[PROBLEM TO SOLVE]:
An exact copy of all the data is needed, with every picture left out.

[DATASET RECORDS]:

:::

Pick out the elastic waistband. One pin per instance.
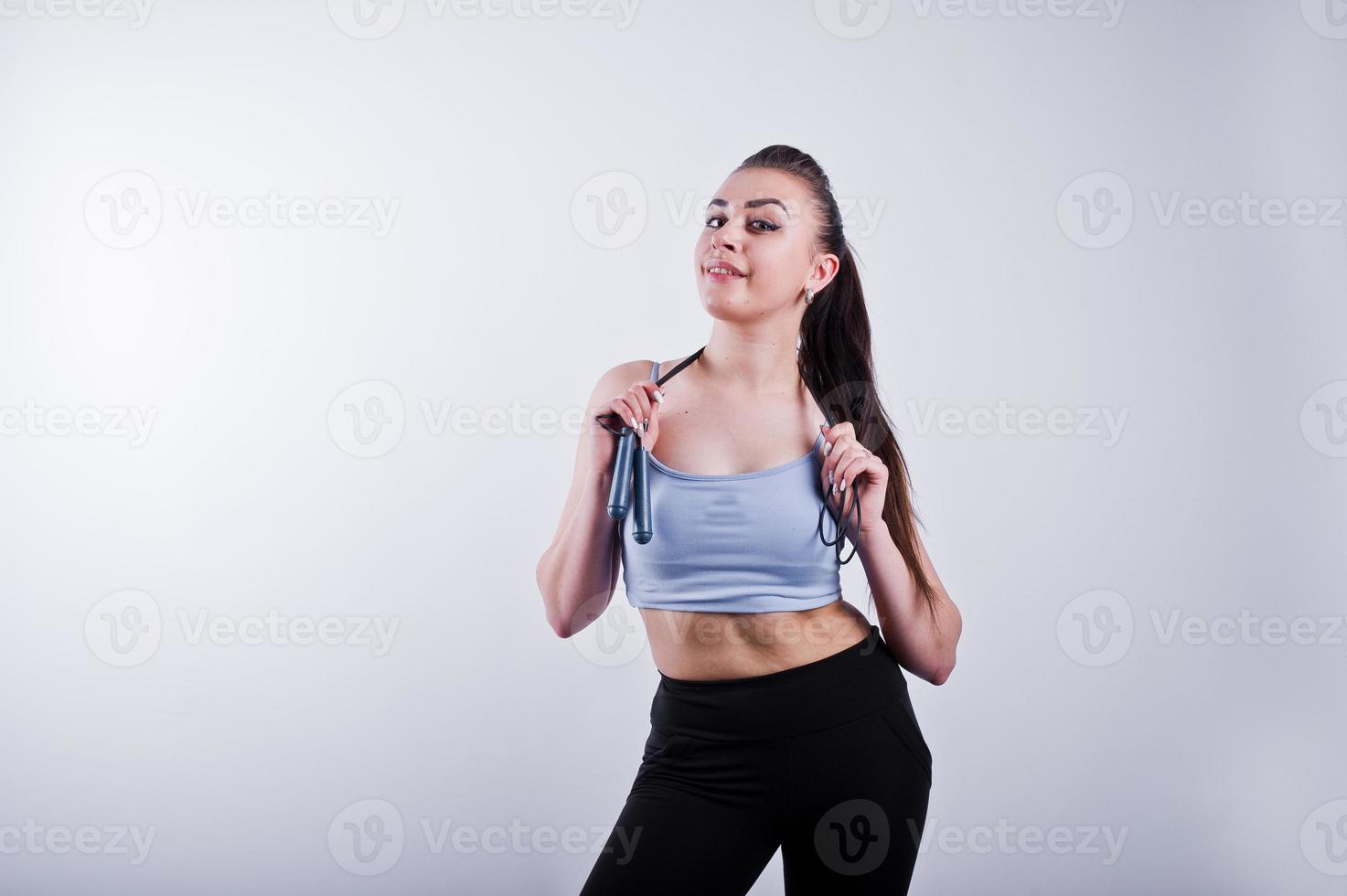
(854, 682)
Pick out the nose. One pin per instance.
(722, 240)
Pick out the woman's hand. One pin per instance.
(846, 465)
(636, 409)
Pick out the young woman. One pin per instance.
(782, 719)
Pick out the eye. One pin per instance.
(766, 225)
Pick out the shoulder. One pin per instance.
(615, 379)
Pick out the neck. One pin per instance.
(754, 358)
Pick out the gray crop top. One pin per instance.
(734, 542)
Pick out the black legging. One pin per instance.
(825, 762)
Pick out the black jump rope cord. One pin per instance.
(631, 480)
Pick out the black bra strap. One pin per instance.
(679, 367)
(664, 379)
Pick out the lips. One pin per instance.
(722, 263)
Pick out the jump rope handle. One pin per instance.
(632, 472)
(641, 527)
(620, 496)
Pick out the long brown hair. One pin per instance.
(835, 361)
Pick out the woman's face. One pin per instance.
(761, 225)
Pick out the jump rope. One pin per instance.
(631, 480)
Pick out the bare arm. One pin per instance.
(578, 571)
(914, 639)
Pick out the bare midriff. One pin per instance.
(718, 645)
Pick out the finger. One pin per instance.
(624, 409)
(838, 430)
(850, 464)
(833, 450)
(641, 398)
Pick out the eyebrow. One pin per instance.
(751, 204)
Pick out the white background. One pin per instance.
(497, 287)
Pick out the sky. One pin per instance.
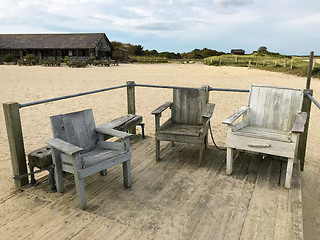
(286, 26)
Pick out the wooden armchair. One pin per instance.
(78, 147)
(190, 118)
(271, 124)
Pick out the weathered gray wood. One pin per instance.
(76, 128)
(15, 139)
(190, 118)
(310, 70)
(91, 154)
(123, 123)
(298, 126)
(162, 108)
(306, 107)
(180, 202)
(131, 102)
(64, 146)
(208, 110)
(272, 127)
(126, 166)
(236, 115)
(58, 175)
(112, 132)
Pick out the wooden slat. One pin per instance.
(162, 108)
(236, 115)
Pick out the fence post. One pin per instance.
(131, 102)
(15, 139)
(310, 70)
(306, 107)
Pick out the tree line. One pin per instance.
(137, 50)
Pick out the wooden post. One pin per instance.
(306, 107)
(310, 70)
(15, 139)
(131, 102)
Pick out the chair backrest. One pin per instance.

:::

[SOLUTION FOR THIS EXERCISE]:
Pick out the elastic waistband. One pin per instance.
(854, 682)
Pick out the nose. One pin per instance.
(722, 240)
Pick out the woman's hand. One pin per instance.
(846, 465)
(636, 409)
Pick out the young woman. One pin per instance.
(782, 719)
Pick out the eye. One pin per instance.
(766, 225)
Pick out the shoulder. One pin per instance.
(615, 379)
Pick out the neck. One pin per instance.
(754, 358)
Pick out the gray crop top. One pin per instance.
(734, 542)
Pick out the black legging. One pin per instance.
(825, 762)
Pick out the black jump rope cord. One pin per instance.
(631, 480)
Pick out the black bra strap. One pin per instance.
(679, 367)
(664, 379)
Pick out the lips. One pin per instance.
(722, 263)
Pick out the jump rope handle. One pin per instance.
(632, 472)
(641, 527)
(620, 496)
Pick out the long brown hair. One pin per instance.
(835, 361)
Pick out the woman's face. One pin per instance.
(761, 225)
Pick out the jump rope. One pin per instance.
(631, 480)
Pick out the bare arm. One pin per instance.
(578, 571)
(914, 639)
Pick out the bare midriff. One pin per instance.
(718, 645)
Pick out the finger. One pin per instance.
(624, 409)
(838, 430)
(850, 464)
(833, 450)
(641, 398)
Pick out the eyebrow. One pin per instance.
(751, 204)
Pick out the white background. One pin per instance.
(497, 287)
Pick out the sky. One pin per instance.
(286, 26)
Pick out the wooden armchair. One pin per instance.
(78, 147)
(190, 118)
(271, 124)
Pick out the weathered gray wood. One pin per instance.
(76, 128)
(15, 139)
(190, 118)
(310, 70)
(91, 154)
(123, 123)
(298, 126)
(162, 108)
(306, 107)
(180, 202)
(131, 102)
(64, 146)
(208, 110)
(272, 127)
(126, 166)
(236, 115)
(58, 175)
(112, 132)
Pick out the wooden slat. One pin per instance.
(162, 108)
(236, 115)
Pick out the fence post. One pin per instance.
(131, 102)
(15, 139)
(310, 70)
(306, 107)
Pick out the tree line. One pin per instance.
(137, 50)
Pick out the wooden post. One pin per instance.
(306, 107)
(310, 70)
(15, 139)
(131, 102)
Pick out the chair backrest. One pin per instance.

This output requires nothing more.